Automating the Process of Process Flows

Dmitry Gritskevich
By Dmitry Gritskevich ·

Banks invest heavily in building out process flows for each of their products. It's not exactly the sexiest topic, but it's done for good reason – financial products are inherently complex and require substantial documentation outlining each step in the manufacturing process. These aren't just boxes and arrows. Each flow serves as a regulatory blueprint that informs product teams about compliance requirements and potential pitfalls. It looks something like this:

Reg E Monitoring and Workflow

Fintechs often overlook this critical step, focusing instead on rapid product development and user experience. Or they do have the flows but end up building products without consulting them, which might actually be worse. So financial institutions normally document everything to death and startups typically lack both the expertise and patience to properly map out their product flows. Good deal.

The Process Flow Gap

Traditional banks excel at documentation because they've been forced to by decades of regulatory scrutiny. Their compliance departments meticulously map every customer interaction, decision point, disclosure delivery, and data handoff. They treat these diagrams as risk management tools that help identify regulatory gaps.

Fintechs, meanwhile, approach this from a technology perspective and prioritize speed to market by building a minimal viable product. They typically only deal with compliance documentation when requested, often scrambling to retroactively document what's already been built. When compliance gaps are inevitably discovered, product changes are made on the fly, disrupting development cycles and creating technical debt.

So we have a paradox: banks document extensively but might not know what's actually happening with their products when the rubber meets the road, while fintechs iterate quickly but lack the expertise to bake compliance requirements into their product architecture from day one. This needs to be reconciled.

Why Process Flows Matter

  1. Sequential dependencies: Certain disclosures must occur before others, and certain consents must be obtained in specific orders
  2. Regulatory timing requirements: Many regulations specify precise timing for notifications, disclosure delivery, and customer responses
  3. Complex handoffs: Multiple third parties are involved in most financial products (identity verification services, credit bureaus, fraud prevention tools)
  4. Branching decision trees: Customer journeys diverge based on verification results, eligibility criteria, and user choices
  5. Evidence requirements: Institutions must prove compliance with an audit trail showing exact sequences and timing Many decision points and compliance touchpoints exist in even basic financial products. Take a simple deposit account opening—you're navigating USA PATRIOT Act requirements, ESIGN consent, CIP program requirements, specialty consumer reporting agency disclosures, and TCPA notices before you even get to the actual account agreement.
::::::
__SHORT PROBLEM 1__: Recast the lines of the listing as a numbered list, starting at the line holding "task: segment the white duck breast" and running through the end of the listing, both ends included, with blank lines left out.
__SHORT PROBLEM 2__: Continue the article on process flows at banks and fintechs, starting after its last sentence.
The article above has no connection to the listing that comes after it.
::::::
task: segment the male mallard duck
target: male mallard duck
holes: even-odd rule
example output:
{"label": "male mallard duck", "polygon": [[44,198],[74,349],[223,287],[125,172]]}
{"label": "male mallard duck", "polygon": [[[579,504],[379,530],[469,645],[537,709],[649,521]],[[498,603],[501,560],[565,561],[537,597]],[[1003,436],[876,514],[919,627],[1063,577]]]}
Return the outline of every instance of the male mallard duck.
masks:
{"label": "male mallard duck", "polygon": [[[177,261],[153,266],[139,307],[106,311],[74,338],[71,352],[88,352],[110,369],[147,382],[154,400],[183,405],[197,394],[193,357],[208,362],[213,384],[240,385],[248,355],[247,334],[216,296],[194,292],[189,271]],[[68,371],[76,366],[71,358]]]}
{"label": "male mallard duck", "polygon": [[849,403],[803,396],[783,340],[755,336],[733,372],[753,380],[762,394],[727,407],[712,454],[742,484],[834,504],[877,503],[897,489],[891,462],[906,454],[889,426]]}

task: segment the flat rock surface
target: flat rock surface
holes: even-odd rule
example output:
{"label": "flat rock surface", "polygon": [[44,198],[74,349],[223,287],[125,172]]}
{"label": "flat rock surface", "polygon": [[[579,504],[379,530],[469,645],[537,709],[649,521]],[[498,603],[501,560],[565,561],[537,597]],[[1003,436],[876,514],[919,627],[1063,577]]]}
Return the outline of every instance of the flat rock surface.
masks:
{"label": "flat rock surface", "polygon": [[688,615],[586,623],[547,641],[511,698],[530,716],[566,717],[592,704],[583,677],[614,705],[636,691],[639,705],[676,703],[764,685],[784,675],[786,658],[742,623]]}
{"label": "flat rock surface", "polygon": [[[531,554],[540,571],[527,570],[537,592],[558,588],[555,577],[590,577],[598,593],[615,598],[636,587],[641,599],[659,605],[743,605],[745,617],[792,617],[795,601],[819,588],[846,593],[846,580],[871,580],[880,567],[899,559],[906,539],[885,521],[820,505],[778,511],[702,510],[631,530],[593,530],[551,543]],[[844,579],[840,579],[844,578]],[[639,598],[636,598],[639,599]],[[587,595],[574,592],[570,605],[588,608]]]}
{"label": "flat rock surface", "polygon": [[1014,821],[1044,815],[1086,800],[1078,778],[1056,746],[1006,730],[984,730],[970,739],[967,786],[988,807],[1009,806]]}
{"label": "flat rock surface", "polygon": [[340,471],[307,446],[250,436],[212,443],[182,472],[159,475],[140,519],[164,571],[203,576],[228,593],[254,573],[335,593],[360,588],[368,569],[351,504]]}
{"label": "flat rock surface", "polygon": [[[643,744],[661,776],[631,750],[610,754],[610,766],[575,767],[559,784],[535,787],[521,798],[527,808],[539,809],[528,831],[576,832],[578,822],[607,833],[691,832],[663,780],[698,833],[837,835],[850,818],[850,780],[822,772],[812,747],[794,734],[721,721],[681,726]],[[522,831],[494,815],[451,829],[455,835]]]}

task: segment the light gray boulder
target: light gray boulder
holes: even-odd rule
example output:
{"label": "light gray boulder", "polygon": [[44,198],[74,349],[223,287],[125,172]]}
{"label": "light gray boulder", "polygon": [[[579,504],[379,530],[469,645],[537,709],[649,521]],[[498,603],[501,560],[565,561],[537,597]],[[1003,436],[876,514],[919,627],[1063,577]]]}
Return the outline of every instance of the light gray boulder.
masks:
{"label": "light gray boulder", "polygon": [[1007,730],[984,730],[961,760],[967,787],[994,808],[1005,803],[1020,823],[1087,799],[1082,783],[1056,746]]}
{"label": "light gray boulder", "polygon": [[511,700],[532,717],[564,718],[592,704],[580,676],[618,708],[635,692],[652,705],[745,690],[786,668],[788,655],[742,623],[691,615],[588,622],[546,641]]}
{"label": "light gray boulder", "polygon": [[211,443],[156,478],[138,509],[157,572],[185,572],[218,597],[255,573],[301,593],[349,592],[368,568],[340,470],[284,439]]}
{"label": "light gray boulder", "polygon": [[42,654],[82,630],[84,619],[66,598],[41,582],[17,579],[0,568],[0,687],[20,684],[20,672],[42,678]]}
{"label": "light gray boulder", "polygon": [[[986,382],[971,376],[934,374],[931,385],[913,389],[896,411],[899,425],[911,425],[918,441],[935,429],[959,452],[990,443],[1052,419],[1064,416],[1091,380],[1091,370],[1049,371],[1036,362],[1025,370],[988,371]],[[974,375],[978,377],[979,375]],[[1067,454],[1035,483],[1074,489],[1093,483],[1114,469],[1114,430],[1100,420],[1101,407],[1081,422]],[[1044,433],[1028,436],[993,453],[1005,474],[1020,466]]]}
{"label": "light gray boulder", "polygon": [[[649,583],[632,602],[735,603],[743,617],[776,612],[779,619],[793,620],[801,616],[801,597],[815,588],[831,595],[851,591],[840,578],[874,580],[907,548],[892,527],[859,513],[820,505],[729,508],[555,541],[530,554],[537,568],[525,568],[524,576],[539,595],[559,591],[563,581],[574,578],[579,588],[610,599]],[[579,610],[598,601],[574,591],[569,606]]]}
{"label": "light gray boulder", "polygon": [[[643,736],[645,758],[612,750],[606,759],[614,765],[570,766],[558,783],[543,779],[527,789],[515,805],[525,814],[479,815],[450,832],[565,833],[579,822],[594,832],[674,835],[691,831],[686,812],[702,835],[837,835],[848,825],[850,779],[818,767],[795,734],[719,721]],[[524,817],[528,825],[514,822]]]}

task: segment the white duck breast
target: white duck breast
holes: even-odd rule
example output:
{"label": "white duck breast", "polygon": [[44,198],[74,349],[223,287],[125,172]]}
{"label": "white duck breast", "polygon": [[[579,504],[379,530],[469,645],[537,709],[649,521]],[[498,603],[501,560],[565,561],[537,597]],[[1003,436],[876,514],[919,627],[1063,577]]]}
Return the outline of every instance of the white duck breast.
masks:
::::::
__ANSWER 1__:
1. task: segment the white duck breast
2. target: white duck breast
3. holes: even-odd rule
4. example output:
5. {"label": "white duck breast", "polygon": [[44,198],[74,349],[223,287],[125,172]]}
6. {"label": "white duck breast", "polygon": [[[579,504],[379,530],[469,645],[537,709],[649,521]],[[498,603],[501,560],[565,561],[537,597]],[[1003,436],[876,514],[919,627],[1063,577]]]}
7. Return the outline of every instance of the white duck breast.
8. masks:

__ANSWER 2__:
Process Flow

How Do We Solve This

Here's where I see a massive opportunity to solve this problem. What if we created a platform that:

  1. Takes product specifications as inputs (account types, features, jurisdictions, customer types)
  2. Identifies all applicable regulatory requirements automatically
  3. Generates compliant process flows showing all required steps, disclosures, and decision points
  4. Produces visual diagrams that product and engineering teams can implement – or better yet, configures another system automatically based on a single source of truth This platform would encode regulatory knowledge into a system that makes compliance accessible to fintech teams without requiring deep regulatory backgrounds. It would also provide monitoring of runtime data to confirm the flow is followed precisely in production environments.

How Does It Work?

The automation would function as a rules engine with a comprehensive regulatory database behind it. Using a simple example:

IF product_type = "consumer_credit_card"
AND customer_acquisition_channel = "online"
AND jurisdiction = "US_nationwide"
THEN
    REQUIRE_DISCLOSURE("FCRA_permissible_purpose", timing = "before_credit_pull")
    REQUIRE_DISCLOSURE("Reg_Z_credit_card_fees", timing = "before_application_submission")
    REQUIRE_CHECK("OFAC", timing = "before_approval")
    etc.

The engine would generate a comprehensive flow based on product attributes, then produce visual documentation showing exactly how to implement a compliant product. It could even produce a digestible output for another system to use – removing yet another manual process from the compliance stack.

Key components would include:

  1. Product taxonomy: Categorization system for financial products and their features
  2. Regulatory corpus: Database of requirements indexed by product types, features, jurisdictions, and customer types.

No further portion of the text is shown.